● **DATA SHOWN**
────────────────

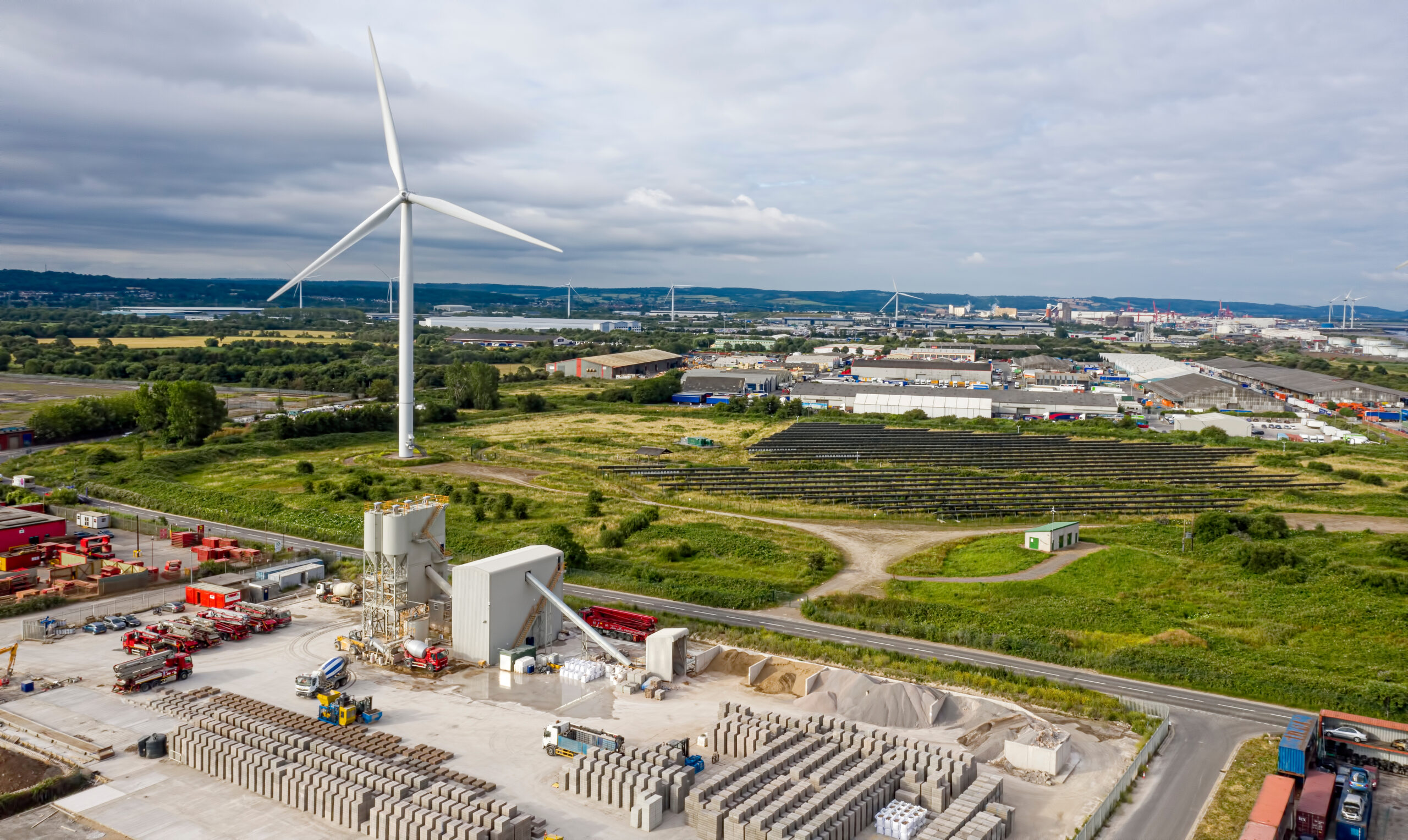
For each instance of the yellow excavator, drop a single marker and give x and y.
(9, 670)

────────────────

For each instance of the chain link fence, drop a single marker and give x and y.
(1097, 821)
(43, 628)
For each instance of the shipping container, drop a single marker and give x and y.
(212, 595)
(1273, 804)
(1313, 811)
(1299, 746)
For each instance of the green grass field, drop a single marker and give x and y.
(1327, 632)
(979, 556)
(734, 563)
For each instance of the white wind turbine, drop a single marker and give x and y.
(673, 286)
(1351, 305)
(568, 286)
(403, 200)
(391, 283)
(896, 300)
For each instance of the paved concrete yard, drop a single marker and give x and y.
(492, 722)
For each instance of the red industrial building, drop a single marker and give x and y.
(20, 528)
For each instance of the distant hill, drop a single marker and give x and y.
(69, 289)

────────────────

● **TASK**
List every line of the material above that contains the word 'single', copying each line in full.

● **SOLUTION**
For each instance of the yellow excavator, drop a single marker and give x and y.
For each instance of the chain link fence, drop a single marker and give x and y.
For each instance of the shipping container, drop a single marker and give x and y.
For each instance of the green grass field, drop a single marker and give x and y.
For each instance of the white wind turbine, drop a single marker and give x and y.
For each instance of the paved concrete yard, drop a single marker and give x and y.
For each instance of the red industrial building, drop a single marker and give x and y.
For each instance of the distant hill, drop a single marker and give x and y.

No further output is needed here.